* **Annotation data for object locations**

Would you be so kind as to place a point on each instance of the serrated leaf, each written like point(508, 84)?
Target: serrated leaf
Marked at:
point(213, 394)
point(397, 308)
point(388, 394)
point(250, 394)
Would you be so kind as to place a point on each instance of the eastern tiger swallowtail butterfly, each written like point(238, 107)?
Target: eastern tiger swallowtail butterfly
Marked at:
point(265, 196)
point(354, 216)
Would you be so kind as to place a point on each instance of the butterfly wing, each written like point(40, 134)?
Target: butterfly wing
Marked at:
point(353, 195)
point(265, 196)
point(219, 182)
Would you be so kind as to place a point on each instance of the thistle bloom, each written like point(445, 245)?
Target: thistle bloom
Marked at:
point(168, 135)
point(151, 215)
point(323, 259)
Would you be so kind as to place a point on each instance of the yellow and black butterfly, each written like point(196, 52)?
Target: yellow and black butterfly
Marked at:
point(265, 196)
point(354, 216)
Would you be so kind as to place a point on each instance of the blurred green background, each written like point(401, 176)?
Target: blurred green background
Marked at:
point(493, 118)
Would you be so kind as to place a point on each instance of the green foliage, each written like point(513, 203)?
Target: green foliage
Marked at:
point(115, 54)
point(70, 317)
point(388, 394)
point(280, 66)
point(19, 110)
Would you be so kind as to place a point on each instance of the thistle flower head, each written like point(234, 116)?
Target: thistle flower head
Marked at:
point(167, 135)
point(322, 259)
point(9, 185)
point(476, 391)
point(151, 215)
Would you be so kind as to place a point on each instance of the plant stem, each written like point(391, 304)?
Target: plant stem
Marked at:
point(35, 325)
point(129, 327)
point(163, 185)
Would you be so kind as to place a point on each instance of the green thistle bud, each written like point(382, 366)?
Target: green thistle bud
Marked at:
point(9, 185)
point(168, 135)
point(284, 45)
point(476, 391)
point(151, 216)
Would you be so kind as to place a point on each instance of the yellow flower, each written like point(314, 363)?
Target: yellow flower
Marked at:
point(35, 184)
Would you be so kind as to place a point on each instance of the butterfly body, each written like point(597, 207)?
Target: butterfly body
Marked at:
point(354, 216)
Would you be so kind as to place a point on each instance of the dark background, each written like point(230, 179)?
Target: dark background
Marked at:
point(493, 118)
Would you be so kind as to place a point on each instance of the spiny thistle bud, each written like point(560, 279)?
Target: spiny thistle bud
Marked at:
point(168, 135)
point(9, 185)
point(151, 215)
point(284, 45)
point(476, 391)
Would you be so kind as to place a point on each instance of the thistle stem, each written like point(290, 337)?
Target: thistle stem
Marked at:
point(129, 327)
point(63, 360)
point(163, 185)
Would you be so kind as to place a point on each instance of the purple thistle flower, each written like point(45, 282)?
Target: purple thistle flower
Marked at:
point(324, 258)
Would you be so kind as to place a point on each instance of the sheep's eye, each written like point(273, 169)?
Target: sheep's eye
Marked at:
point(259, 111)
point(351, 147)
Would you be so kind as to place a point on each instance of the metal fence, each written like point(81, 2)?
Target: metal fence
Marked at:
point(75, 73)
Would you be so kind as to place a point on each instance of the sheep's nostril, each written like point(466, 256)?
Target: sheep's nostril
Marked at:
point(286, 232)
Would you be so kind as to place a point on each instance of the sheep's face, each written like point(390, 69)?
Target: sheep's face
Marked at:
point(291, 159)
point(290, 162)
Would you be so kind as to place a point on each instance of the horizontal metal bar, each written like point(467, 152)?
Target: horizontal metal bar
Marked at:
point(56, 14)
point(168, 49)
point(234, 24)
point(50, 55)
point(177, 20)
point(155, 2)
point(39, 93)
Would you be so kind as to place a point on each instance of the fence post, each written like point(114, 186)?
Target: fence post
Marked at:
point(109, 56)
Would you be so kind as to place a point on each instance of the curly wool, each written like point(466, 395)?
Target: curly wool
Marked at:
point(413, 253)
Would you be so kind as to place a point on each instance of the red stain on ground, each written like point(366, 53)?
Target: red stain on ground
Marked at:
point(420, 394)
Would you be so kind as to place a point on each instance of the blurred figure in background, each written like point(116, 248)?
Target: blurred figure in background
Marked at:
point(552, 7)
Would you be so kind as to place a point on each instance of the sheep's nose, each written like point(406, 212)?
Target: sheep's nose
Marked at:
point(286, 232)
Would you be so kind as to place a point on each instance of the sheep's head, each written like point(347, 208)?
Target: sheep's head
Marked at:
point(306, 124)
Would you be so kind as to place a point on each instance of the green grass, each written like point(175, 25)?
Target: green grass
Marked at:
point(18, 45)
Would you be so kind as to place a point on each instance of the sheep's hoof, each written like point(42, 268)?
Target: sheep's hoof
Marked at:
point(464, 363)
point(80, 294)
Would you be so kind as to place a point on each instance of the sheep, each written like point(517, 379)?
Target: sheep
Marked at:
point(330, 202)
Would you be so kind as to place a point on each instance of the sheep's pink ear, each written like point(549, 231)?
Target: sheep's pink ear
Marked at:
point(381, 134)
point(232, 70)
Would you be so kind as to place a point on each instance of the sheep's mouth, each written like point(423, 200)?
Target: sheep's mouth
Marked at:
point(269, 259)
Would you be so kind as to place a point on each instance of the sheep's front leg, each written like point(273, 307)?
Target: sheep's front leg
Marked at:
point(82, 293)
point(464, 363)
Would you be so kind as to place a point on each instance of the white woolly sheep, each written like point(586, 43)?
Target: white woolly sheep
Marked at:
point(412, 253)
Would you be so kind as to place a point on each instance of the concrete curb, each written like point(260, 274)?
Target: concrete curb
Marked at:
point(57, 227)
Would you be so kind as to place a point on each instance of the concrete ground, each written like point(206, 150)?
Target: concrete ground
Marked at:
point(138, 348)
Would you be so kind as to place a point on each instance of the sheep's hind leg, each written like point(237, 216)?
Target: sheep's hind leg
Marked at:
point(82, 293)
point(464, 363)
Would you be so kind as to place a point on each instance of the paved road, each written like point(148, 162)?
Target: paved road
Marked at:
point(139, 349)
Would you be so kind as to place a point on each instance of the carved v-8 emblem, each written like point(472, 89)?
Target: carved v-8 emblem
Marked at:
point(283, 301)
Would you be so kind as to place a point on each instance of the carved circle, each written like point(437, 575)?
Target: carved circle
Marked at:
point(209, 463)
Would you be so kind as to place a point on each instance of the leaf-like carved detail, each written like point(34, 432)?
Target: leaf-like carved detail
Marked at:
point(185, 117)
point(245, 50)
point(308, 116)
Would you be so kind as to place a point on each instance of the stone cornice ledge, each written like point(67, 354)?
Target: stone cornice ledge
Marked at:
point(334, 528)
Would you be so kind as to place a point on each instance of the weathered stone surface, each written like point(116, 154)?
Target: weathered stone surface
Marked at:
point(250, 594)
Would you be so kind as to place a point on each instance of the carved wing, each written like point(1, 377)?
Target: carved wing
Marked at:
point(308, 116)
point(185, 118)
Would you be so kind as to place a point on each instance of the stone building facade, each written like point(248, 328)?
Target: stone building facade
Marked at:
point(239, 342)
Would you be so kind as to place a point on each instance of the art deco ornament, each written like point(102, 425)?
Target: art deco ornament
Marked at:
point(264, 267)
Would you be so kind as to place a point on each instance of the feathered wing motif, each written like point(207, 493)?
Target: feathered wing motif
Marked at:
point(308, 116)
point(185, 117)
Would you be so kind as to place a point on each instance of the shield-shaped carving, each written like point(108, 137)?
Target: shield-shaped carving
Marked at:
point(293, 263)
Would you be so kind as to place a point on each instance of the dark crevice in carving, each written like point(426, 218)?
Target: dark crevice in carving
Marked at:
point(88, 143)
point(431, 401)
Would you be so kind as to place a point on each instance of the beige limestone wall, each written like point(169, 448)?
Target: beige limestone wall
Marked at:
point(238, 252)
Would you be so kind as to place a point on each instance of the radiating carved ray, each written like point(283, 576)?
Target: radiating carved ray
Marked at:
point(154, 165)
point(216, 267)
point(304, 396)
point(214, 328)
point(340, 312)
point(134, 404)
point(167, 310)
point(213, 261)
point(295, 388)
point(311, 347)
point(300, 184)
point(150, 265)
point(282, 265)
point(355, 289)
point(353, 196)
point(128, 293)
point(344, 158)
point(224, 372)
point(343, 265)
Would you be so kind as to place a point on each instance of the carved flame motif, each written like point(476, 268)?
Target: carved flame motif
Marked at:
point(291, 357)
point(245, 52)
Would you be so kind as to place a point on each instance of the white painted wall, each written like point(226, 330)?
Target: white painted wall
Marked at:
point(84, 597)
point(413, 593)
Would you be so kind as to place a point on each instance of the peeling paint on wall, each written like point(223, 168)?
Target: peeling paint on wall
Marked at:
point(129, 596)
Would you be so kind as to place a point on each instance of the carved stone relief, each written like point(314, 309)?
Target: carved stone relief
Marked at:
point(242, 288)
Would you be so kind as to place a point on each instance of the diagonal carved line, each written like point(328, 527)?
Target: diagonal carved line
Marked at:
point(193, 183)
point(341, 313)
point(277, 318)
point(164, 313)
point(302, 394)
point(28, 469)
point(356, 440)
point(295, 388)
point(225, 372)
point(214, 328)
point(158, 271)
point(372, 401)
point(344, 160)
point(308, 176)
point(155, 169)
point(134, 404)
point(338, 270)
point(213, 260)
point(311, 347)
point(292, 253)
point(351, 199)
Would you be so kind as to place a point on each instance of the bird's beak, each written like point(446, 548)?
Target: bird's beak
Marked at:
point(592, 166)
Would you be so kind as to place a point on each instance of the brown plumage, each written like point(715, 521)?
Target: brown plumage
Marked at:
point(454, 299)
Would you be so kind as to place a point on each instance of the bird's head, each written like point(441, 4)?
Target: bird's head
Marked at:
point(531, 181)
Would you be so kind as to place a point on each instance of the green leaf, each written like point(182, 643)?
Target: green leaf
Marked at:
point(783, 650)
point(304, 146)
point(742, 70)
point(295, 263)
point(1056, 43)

* **Exercise description**
Reproduce the entries word for word, from their very first line through the line containing "point(323, 259)", including that line.

* **Expected output**
Would you be so kind as to place a point on each instance of the serrated leaf, each written like point(508, 84)?
Target: serrated leaf
Marked at:
point(213, 394)
point(397, 308)
point(388, 394)
point(250, 394)
Would you be so kind as to place a point on each instance of the eastern tiger swallowtail butterfly, each written like point(238, 107)?
Target: eastern tiger swallowtail butterfly
Marked at:
point(265, 196)
point(354, 216)
Would you be so kind as to place a point on each instance of the butterfly wing, each written like point(40, 134)?
Target: butterfly wing
Marked at:
point(353, 195)
point(265, 196)
point(219, 182)
Would you be so kind as to place a point on each instance of the thistle bloom, each written like point(445, 245)?
Target: thistle bloom
Marked at:
point(168, 135)
point(151, 215)
point(323, 259)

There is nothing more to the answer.